Given passage:
───
Guest Post by: William Gamble, Member, The Florida Bar Standing Committee on Technology
While there are many businesses negatively impacted by the COVID-19 pandemic, hacking isn’t one of them. Hackers look forward to disasters because they can use the increased fear as motivation to fall for the most recent scam.
Cyber criminals have been using the recent prominence of the World Health Organization (WHO) and the US Center for Disease Control (CDC) to create fraudulent websites. These websites and clones try various activities to turn a victim’s anxiety into cash. They advertise everything from antiviral cures or equipment to impossible to get face masks, hand sanitizers and ventilators, all of which turn out to be fake. They are even soliciting funds, in bitcoins of course, for vaccine research.
Even nation state actors are involved. According to the US state department official Lea Gabrielle in testimony before the US Congress, Russia was responsible for “swarms of online, false personas” that were spreading misinformation about the disease. She said the “entire ecosystem of Russian disinformation is at play” in attempts to capitalize on uncertainty caused by the pandemic. On Sunday the US Department of Health and Human Services was hit by a cyber-attack.
───
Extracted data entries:
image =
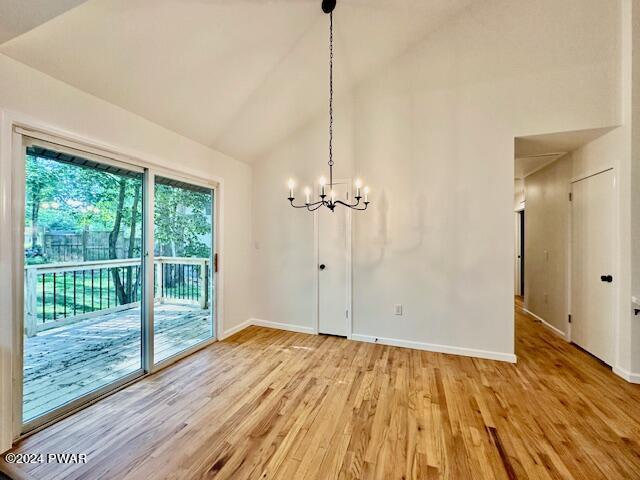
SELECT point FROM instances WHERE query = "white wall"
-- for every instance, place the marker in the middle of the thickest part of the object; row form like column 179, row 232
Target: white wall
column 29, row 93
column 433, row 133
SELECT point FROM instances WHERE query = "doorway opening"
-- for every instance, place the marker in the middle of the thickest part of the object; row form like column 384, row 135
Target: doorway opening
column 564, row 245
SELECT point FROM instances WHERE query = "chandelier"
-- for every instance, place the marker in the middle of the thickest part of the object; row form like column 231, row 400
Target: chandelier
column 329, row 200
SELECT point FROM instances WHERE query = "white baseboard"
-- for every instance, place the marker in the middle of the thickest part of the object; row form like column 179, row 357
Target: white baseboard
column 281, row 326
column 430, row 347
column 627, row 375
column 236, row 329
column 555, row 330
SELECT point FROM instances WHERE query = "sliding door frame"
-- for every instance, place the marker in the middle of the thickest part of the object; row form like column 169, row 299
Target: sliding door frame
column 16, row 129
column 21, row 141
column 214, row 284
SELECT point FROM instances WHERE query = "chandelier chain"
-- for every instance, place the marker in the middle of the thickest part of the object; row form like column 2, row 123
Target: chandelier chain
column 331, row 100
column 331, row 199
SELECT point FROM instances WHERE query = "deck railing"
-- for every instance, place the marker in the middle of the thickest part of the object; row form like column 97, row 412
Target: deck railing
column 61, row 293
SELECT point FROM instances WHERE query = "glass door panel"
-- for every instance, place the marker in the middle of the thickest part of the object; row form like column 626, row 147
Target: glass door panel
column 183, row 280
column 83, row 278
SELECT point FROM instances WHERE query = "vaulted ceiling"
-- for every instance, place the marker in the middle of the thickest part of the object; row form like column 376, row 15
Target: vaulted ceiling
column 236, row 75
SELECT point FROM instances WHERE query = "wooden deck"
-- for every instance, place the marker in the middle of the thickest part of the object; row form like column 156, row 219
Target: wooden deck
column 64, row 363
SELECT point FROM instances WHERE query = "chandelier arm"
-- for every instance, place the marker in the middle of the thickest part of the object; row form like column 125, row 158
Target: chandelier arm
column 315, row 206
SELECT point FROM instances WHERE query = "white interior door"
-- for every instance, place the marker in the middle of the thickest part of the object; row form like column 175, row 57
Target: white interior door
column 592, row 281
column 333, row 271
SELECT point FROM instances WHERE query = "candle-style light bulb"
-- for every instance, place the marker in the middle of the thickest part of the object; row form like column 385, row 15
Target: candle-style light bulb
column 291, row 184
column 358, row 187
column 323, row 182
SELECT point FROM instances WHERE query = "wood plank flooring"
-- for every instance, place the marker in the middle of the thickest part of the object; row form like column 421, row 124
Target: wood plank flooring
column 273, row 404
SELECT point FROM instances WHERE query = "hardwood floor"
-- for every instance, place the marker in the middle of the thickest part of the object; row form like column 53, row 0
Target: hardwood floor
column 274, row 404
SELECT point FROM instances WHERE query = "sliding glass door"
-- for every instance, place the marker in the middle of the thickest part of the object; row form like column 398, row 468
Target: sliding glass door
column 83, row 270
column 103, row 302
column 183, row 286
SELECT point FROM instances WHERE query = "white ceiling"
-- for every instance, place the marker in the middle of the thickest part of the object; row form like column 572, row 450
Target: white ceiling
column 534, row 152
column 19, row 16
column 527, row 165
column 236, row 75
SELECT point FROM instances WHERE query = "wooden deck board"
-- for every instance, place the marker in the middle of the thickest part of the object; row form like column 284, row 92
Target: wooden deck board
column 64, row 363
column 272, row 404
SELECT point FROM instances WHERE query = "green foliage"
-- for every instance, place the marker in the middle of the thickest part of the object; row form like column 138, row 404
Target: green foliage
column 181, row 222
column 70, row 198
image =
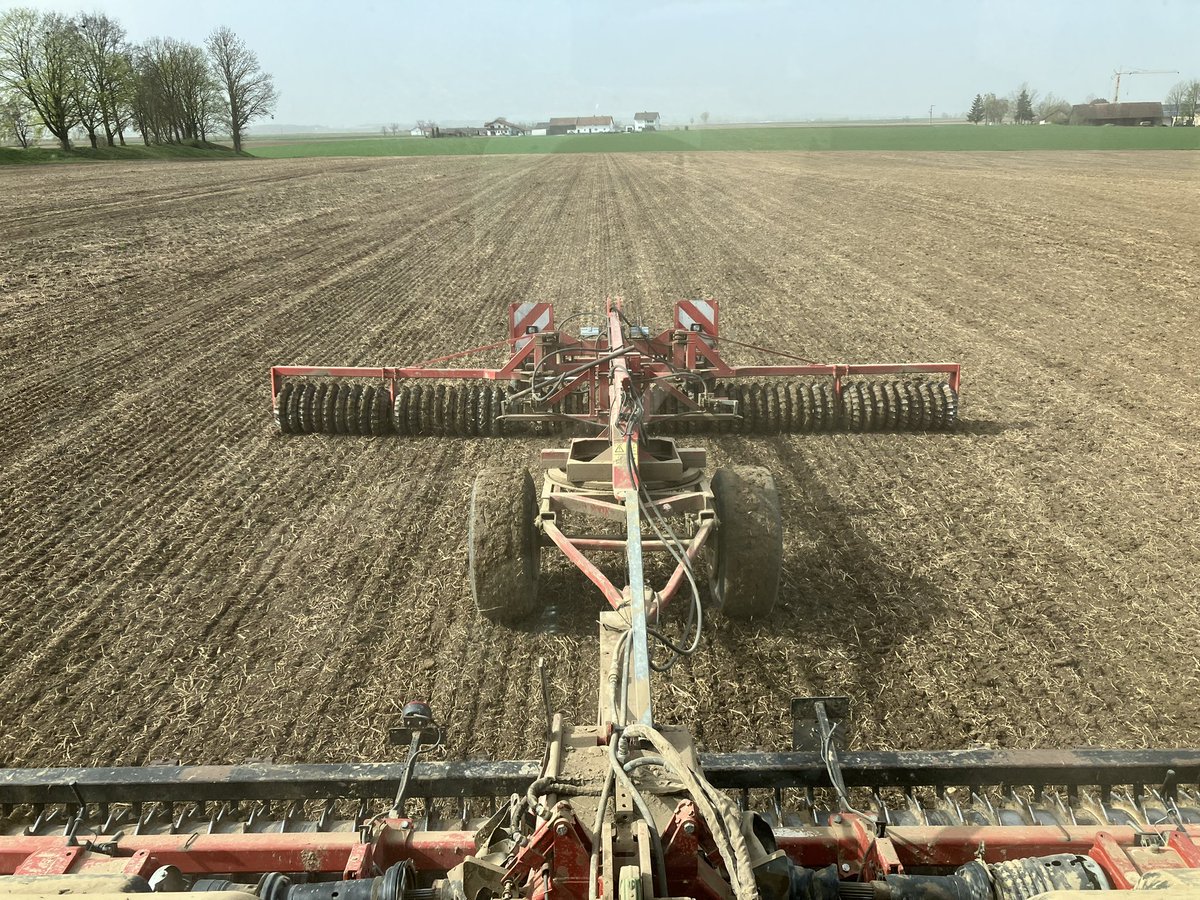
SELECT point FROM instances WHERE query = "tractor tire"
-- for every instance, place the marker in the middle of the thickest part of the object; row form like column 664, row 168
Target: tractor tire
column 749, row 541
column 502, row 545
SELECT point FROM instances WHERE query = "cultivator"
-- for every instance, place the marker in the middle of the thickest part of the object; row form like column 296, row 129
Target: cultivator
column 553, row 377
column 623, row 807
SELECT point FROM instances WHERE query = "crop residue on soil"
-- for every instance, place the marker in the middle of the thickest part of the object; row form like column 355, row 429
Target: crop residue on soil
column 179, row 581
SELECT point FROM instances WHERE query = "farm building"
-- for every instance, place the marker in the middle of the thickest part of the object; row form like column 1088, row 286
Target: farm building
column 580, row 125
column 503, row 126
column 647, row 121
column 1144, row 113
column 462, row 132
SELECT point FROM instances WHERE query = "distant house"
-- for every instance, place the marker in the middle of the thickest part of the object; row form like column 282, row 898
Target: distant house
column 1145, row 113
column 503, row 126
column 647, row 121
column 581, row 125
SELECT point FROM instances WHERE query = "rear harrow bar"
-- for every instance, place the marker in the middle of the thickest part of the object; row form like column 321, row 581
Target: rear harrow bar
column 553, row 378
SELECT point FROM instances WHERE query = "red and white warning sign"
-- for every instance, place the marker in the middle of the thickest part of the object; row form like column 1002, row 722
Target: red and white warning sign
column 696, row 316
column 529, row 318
───
Assignment:
From the post on pandemic hacking, write out the portion that begins at the words "Even nation state" and stops after the words "by a cyber-attack.".

Reply to the task:
Even nation state actors are involved. According to the US state department official Lea Gabrielle in testimony before the US Congress, Russia was responsible for “swarms of online, false personas” that were spreading misinformation about the disease. She said the “entire ecosystem of Russian disinformation is at play” in attempts to capitalize on uncertainty caused by the pandemic. On Sunday the US Department of Health and Human Services was hit by a cyber-attack.